* Problem to solve
Print the listing below in its entirety, character for character.

* Point labeling examples
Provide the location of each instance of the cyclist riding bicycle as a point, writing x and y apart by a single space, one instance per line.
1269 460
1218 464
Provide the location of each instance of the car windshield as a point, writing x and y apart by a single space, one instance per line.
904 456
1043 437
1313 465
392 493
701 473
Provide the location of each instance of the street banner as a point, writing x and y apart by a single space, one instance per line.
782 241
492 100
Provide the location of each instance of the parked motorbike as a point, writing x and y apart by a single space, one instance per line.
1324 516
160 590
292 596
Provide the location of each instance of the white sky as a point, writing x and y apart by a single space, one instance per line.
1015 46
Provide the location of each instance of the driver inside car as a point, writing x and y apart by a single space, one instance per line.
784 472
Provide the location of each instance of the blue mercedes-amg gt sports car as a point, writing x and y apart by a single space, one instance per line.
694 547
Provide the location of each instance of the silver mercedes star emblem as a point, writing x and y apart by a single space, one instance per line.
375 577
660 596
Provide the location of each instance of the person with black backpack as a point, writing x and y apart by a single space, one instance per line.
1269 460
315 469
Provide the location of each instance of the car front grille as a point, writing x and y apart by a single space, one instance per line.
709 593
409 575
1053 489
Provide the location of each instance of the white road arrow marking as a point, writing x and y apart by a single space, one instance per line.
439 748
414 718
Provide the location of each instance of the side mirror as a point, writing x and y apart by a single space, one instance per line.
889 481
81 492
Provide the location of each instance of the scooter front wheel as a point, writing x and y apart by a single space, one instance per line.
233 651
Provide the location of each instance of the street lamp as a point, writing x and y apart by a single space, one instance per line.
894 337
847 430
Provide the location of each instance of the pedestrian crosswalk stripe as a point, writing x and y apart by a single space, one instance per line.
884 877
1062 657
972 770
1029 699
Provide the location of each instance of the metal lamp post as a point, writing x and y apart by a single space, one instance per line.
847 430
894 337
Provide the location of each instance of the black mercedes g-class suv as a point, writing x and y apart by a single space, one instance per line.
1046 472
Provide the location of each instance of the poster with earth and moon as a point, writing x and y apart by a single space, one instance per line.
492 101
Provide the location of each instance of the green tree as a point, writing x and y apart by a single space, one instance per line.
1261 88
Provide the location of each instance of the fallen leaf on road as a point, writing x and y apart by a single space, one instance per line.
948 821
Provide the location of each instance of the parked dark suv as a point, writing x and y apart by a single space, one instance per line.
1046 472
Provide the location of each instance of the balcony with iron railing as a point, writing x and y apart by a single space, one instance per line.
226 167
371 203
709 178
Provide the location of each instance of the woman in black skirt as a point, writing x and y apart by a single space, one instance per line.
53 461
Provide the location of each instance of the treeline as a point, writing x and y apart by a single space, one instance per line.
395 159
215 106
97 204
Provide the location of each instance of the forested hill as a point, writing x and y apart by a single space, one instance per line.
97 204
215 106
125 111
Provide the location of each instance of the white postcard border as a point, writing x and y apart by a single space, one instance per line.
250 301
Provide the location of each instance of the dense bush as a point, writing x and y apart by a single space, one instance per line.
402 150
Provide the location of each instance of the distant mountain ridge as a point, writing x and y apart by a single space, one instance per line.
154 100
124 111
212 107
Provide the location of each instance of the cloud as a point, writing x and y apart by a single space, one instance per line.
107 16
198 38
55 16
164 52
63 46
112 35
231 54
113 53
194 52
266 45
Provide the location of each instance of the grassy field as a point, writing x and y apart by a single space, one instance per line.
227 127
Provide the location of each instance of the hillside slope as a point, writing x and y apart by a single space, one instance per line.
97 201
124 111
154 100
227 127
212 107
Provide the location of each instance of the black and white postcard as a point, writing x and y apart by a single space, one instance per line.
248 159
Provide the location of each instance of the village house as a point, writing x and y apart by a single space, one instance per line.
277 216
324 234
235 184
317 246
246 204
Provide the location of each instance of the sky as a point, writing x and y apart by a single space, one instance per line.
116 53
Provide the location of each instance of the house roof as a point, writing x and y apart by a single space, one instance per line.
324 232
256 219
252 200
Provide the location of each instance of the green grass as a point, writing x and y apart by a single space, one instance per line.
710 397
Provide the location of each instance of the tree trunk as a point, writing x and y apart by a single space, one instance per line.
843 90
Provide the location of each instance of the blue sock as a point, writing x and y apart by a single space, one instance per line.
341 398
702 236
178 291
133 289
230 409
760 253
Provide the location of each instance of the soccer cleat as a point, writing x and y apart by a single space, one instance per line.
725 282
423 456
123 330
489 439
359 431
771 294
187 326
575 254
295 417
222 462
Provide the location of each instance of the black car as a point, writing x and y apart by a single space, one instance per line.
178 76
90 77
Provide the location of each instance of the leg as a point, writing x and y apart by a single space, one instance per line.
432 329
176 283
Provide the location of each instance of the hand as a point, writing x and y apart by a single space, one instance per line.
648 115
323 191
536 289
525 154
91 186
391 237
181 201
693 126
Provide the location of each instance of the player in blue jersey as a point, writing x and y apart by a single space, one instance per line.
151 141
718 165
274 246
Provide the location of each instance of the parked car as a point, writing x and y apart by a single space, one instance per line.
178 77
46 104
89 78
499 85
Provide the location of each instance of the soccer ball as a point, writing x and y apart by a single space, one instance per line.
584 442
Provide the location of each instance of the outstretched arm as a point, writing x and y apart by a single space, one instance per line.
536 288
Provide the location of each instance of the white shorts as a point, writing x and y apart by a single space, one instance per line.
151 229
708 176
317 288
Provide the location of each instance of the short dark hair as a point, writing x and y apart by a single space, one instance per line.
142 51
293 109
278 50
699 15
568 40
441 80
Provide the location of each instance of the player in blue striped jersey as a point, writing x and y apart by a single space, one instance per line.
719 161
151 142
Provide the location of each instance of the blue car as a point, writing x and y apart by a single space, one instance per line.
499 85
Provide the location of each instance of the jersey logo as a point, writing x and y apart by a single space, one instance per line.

* Task solution
Provide the location of each instance of the cyclist riding bicycle as a point, writing x and y apart by a single space, one instance per line.
1269 460
1218 464
Provide the location of each instance of the car windshield as a point, writing x and y apart by a single space, one instance per line.
904 456
1043 437
1313 465
392 493
701 473
Provide the location of each instance of the street banner as a point, writing x and y apart by a single space, one instance per line.
782 241
492 100
Provide the location of each instance of the parked motorbike as a point, writing x and y apart by a single space, one instance per line.
1324 516
160 590
292 596
Provide the location of each instance of the white sky as a point, writing x and y apart by a single space, one instance per line.
1015 46
Provide the location of each instance of the driver inside car as a point, writing x and y apart by a single space, one instance per line.
784 472
Provide the location of each instance of the blue mercedes-amg gt sports car as a point, writing x and y apart by a single space, one instance per line.
694 547
Provide the location of each instance of the silver mercedes star emblem as a point, writing x and y apart by a single space, one instance per line.
375 577
660 596
Provide the location of each instance of the person with black backpack as a point, writing x and y apart by a single space, one instance per line.
1269 460
315 469
Provide the location of each instance of the car front grille as a point, writing x and y apart by a single space, one instance per line.
709 593
409 575
1053 489
Provide the location of each instance of the white road arrow marking as a point, writing x and y apart by a single space, one instance per line.
439 748
414 718
Provide the location of each instance of the side mirror as a point, writing x and y apart by a single space, one instance per line.
889 481
81 492
Provide the location of each instance of the scooter front wheel as a point, writing x and y apart by a single space, one instance per line.
233 651
Provide the location of each instance of the street lamp as a point, writing x and y apart by a single space, one instance per line.
894 337
847 430
Provide the location of each instance of the pedestrian crosswalk stripe as a point, writing x and y apart by a single space, one instance per line.
884 877
1062 657
972 770
1029 699
Provide the location of each instance of the metal lamp post as a point, writing x and y apart by a single space, one instance per line.
847 430
894 337
Provide the location of each instance of the black mercedes g-class suv as a point, writing x and y apart by a single space, one instance per line.
1046 472
Provide the location of each instance of the poster with earth and moon as a point, writing x and y apart by a single space, one instance per line.
492 101
Provide the location of each instance of the green tree as a point, writing x and y apart by a single space, one instance per line.
1261 88
Provide the location of each instance of the fallen leaf on road as a point, writing x and y apart by a single space, one instance per line.
948 821
Provide the location of each instance of the parked dark suv as a point, writing x and y apart by a single space, one instance per line.
1046 472
Provide the location of each instance of the balcony with iron railing as a point, writing x and y apart by a single space, one instance per line.
226 167
371 203
709 178
Provide the location of each instance of the woman in black skirt as a point, writing x and y apart by a single space, one instance per line.
53 461
Provide the location of each instance of the treeline as a point, writing x and y apart by a single space, one instance per line.
395 159
215 106
97 204
Provide the location of each instance of the forested hill as a point, writing x and y apart by a single space, one instance per line.
97 204
215 106
125 111
Provide the location of each instance of the white postcard border as a point, writing x and y apart by a single space, one instance per line.
250 301
Provide the location of each instance of the dense bush as a point, writing x and y apart by a single space, one instance per line.
402 150
Provide the location of each instance of the distant mountain ridge as a point, writing x and y apart by a single space, one instance per line.
154 100
124 111
212 107
Provide the location of each instance of the cloud as a point, writing x and y apart by a single space, one instance per line.
107 16
198 38
55 16
164 52
63 46
112 35
231 54
113 53
194 52
266 45
Provide the location of each instance of the grassy field as a point, writing x and y apart by a single space, one instance per line.
227 127
Provide the location of each instance of the hillside slope as a point, writing x and y apart by a single space, one instance per line.
97 201
124 111
154 100
227 127
212 107
Provide the location of each instance of the black and white postcard as a point, writing x and y apart by a single space, one instance per line.
248 159
Provide the location of each instance of the village house as a point, writing x and y apart by a single space, one instance per line.
277 216
324 234
235 184
317 246
246 204
Provide the location of each instance of the sky as a point, writing x and y apart by a single space, one instance per line.
116 53
Provide the location of each instance of the house roof as a point, writing x and y apart by a single space, one instance per line.
324 232
256 219
252 200
Provide the location of each instance of the green grass as a point, writing x and y apart by a single space, one instance per line.
710 397
Provide the location of each instance of the tree trunk as a point, writing x and y apart by a single space, one instance per line.
843 90
Provide the location of each instance of the blue sock as a point, writing x and y apart by a single space, one instance per line.
341 398
702 236
178 291
133 289
230 409
760 253
Provide the location of each instance of the soccer cleat as a point, writing x and y apart by a single space, one instance per line.
725 282
423 456
123 330
489 439
359 431
771 294
187 326
575 254
295 417
222 462
Provide the location of each instance of the black car as a point, writing x and y apart by a single space, one instance per line.
178 76
90 77
Provide the location of each instance of the leg as a point, writing x and y apart by a single space, one instance per line.
432 329
176 283
Provide the location of each instance of the hand as a point, writing x and y apart by a single space, one instance per line.
648 115
323 191
536 289
525 154
91 186
391 237
181 201
693 126
Provide the location of each instance of the player in blue jersey as a point, writing x and y apart by a single space, one instance per line.
151 141
718 165
274 246
Provide the location of each instance of the parked car as a point, writing x and y apart by a single space, one instance per line.
178 77
46 104
89 78
499 85
Provide the location of each instance of the soccer ball as a point, writing x and y apart by a single space, one instance per line.
584 442
Provide the location of each instance of the outstretched arm as a point, writing x and y apart by a single space, one instance per line.
536 288
Provide the location of each instance of the white shorts as a point, writing x and y apart by a single space, one instance per line.
151 229
708 176
317 288
Provide the location of each instance of the short dark hair as a point, writing x and y apart by a single space, one instance per line.
142 51
293 109
278 50
699 15
568 40
441 80
Provide the location of each instance of the player in blue striped jersey as a point, writing x and y apart by a single space, one instance per line.
719 161
151 142
Provide the location of each instance of the blue car as a point, writing x and y apart by a single space, one instance per line.
499 85
Provide the location of each instance of the jersey logo as a point, writing x and y apart by a single space, one instance per line.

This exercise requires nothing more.